Set down exactly, and only, the lines from the one with "[point] sign post" to the final line of the entries, both included.

# Data excerpts start

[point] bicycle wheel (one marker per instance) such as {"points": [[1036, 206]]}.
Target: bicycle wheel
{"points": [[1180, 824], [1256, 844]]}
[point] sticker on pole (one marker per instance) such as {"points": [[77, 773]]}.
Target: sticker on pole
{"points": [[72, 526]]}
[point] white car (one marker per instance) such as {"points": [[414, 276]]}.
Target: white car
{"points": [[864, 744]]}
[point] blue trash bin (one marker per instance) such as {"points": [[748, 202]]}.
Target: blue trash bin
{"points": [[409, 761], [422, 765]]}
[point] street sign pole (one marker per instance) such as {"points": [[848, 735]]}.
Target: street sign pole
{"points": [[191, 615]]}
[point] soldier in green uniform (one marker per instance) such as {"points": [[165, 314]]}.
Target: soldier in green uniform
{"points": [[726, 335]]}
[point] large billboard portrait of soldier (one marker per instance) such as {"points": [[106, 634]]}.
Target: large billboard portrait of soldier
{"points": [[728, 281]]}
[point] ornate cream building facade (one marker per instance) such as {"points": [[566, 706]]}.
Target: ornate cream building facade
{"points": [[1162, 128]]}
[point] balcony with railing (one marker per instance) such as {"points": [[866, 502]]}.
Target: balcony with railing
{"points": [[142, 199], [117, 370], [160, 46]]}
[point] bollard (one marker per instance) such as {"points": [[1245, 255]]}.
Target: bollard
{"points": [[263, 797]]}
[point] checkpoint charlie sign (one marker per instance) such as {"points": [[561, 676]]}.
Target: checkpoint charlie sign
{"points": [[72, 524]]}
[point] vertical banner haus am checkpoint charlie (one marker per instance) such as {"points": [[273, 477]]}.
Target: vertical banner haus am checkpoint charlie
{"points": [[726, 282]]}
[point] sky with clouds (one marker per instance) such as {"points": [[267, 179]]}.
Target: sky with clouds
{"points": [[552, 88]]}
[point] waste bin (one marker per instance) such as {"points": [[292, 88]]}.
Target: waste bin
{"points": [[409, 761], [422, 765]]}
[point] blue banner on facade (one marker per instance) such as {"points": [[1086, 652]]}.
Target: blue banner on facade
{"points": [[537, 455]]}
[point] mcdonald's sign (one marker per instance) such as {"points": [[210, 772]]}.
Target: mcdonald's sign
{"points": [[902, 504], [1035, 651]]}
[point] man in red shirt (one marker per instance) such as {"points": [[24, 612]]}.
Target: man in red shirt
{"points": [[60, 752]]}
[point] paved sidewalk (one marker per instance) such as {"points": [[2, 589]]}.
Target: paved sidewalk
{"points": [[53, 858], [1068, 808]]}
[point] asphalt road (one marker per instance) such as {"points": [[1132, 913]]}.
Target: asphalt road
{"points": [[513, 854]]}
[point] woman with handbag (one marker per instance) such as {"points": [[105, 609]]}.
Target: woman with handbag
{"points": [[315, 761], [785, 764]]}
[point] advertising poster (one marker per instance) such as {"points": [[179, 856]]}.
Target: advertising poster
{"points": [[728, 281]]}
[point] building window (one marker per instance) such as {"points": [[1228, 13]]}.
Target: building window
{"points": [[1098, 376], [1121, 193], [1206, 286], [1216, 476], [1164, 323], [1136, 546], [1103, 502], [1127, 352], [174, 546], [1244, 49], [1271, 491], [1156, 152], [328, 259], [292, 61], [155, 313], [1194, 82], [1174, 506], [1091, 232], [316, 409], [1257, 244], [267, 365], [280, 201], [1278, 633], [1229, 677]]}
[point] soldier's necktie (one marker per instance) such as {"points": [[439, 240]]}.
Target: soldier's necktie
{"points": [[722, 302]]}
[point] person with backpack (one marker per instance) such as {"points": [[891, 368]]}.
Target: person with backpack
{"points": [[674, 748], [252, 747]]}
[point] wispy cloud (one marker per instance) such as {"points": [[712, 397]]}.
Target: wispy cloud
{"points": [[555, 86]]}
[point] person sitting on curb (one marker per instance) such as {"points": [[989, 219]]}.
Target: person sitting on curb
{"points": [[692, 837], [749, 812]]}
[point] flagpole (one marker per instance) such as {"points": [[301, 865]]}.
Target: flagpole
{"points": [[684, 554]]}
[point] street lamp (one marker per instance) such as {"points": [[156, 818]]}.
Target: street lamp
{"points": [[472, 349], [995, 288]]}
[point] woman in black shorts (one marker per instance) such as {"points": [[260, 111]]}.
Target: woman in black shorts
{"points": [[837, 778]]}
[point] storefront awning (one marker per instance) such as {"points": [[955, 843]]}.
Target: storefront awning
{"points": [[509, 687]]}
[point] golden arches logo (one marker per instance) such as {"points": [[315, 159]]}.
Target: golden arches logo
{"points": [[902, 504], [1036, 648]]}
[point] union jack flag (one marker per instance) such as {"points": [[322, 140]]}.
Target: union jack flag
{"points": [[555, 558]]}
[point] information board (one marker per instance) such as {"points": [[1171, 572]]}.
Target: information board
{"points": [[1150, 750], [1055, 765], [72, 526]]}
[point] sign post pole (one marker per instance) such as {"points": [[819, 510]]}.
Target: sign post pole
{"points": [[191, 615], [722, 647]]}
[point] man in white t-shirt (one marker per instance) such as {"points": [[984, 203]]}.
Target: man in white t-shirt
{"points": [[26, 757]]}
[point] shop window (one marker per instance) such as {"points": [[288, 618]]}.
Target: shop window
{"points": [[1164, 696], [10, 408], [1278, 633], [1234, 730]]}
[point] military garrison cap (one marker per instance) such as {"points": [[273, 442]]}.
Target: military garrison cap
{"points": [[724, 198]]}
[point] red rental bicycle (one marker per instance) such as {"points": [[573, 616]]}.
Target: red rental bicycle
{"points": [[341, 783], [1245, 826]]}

# Data excerpts end

Solution to the exercise:
[point] sign post pole (one marker per instance) such as {"points": [[819, 510]]}.
Target: sign post pole
{"points": [[191, 615], [722, 647]]}
[point] man in white t-shirt (one marker per instance) such as {"points": [[984, 203]]}.
Target: man in white t-shirt
{"points": [[26, 757]]}
[point] shop window (one marker per instance) such as {"points": [[288, 618]]}.
Target: shop window
{"points": [[1164, 696], [10, 408], [1278, 633], [1234, 730]]}
[point] military garrison cap (one marker per instance) such as {"points": [[273, 442]]}.
Target: military garrison cap
{"points": [[724, 198]]}
[point] red rental bicycle (one marker per instance) such as {"points": [[573, 616]]}.
Target: red rental bicycle
{"points": [[341, 783], [1245, 826]]}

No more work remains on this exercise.